Revise the passage from the Python recursion question starting at "#Print matching result" and ending at "t2 = time.time()", writing "find_code" wherever "crack_code" appears.
━━━━━ TEXT SEGMENT
Python 3 - Recursively finding n-digit code with and without unique digits

Question

I am a Python novice who took one course on the subject last semester, which really sparked my interest. Right now I am trying to figure out some more "advanced" concepts on my own, the first one being recursion. I have been trying an exercise from a handbook I'm following, which basically boils down to: "recursively find a n-digit code consisting out of unique digits between 0 and 9."

This builds upon the previous exercise, which does not have the requirement of unique digits. I solved that one as shown below.

#Ask user for a code
code = input("Insert code as integer:\n")
#Usable digits in the code
digits = ['0','1','2','3','4','5','6','7','8','9']
#Initialization
result = ['' for i in range(len(code))]
counter = 0

def crack_code(digits, pos, code, result):
    global counter
    
    #Fill code
    #For loop tries all digits sequentially
    #Recursion: all positions will be filled
    #0000 , 0001 ... 9998 , 9999
    if pos < len(code):
        for digit in digits:
            result[pos] = digit
            crack_code(digits, pos + 1, code, result)
    
    #Code filled completely
    else:
        counter += 1
    
    #Print matching result
        if ''.join(result) == code:
            print(f"\nCracked code: {''.join(result)}\nCounter: {counter}")
            return
        
import time
t1 = time.time()
crack_code(digits, 0, code, result)
t2 = time.time()
t_tot = t2 - t1
print(f"Computation time: {t_tot:.3f} seconds")
━━━━━━━━━━
━━━━━ DATA ROWS
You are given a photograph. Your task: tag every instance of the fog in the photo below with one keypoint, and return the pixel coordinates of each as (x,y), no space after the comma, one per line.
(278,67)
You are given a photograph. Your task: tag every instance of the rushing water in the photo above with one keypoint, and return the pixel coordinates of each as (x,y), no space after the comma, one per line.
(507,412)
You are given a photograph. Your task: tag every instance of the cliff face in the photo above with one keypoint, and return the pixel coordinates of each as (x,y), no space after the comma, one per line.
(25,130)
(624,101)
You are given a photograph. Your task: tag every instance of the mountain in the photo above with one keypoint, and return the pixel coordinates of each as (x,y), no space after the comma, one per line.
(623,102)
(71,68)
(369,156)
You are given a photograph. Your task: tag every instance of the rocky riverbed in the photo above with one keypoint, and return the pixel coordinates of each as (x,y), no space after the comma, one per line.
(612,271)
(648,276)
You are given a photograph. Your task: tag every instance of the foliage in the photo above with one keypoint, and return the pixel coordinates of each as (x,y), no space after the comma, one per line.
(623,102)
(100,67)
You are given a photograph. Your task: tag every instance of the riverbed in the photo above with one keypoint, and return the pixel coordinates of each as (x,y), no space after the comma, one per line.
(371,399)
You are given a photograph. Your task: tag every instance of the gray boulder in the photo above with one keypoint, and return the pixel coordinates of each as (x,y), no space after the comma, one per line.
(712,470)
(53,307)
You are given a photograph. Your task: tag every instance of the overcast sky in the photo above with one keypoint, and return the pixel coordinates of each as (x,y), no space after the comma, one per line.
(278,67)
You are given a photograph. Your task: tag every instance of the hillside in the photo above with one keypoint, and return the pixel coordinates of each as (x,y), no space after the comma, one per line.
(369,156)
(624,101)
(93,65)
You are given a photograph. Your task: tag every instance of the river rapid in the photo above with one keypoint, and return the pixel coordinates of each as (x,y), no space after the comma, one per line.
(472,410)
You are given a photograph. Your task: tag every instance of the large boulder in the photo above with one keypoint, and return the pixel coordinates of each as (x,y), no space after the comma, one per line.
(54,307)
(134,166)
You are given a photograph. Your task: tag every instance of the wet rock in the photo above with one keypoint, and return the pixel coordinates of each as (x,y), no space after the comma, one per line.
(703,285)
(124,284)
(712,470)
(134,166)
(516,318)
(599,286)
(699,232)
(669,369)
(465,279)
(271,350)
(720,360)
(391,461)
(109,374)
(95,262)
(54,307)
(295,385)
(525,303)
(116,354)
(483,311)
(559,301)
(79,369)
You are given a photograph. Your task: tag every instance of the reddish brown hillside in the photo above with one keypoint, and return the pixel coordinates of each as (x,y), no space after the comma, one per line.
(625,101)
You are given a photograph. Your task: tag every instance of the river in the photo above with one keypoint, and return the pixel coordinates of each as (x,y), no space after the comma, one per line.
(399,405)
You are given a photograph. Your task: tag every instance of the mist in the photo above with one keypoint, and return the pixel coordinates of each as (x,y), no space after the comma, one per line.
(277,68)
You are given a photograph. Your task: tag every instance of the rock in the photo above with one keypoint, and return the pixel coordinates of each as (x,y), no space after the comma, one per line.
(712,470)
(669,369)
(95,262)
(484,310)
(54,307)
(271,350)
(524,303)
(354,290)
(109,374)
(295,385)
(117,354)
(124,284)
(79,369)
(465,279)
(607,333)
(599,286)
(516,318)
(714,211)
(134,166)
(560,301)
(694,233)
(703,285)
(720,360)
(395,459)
━━━━━━━━━━
## WRITTEN RESPONSE
#Print matching result
        if ''.join(result) == code:
            print(f"\nCracked code: {''.join(result)}\nCounter: {counter}")
            return
        
import time
t1 = time.time()
find_code(digits, 0, code, result)
t2 = time.time()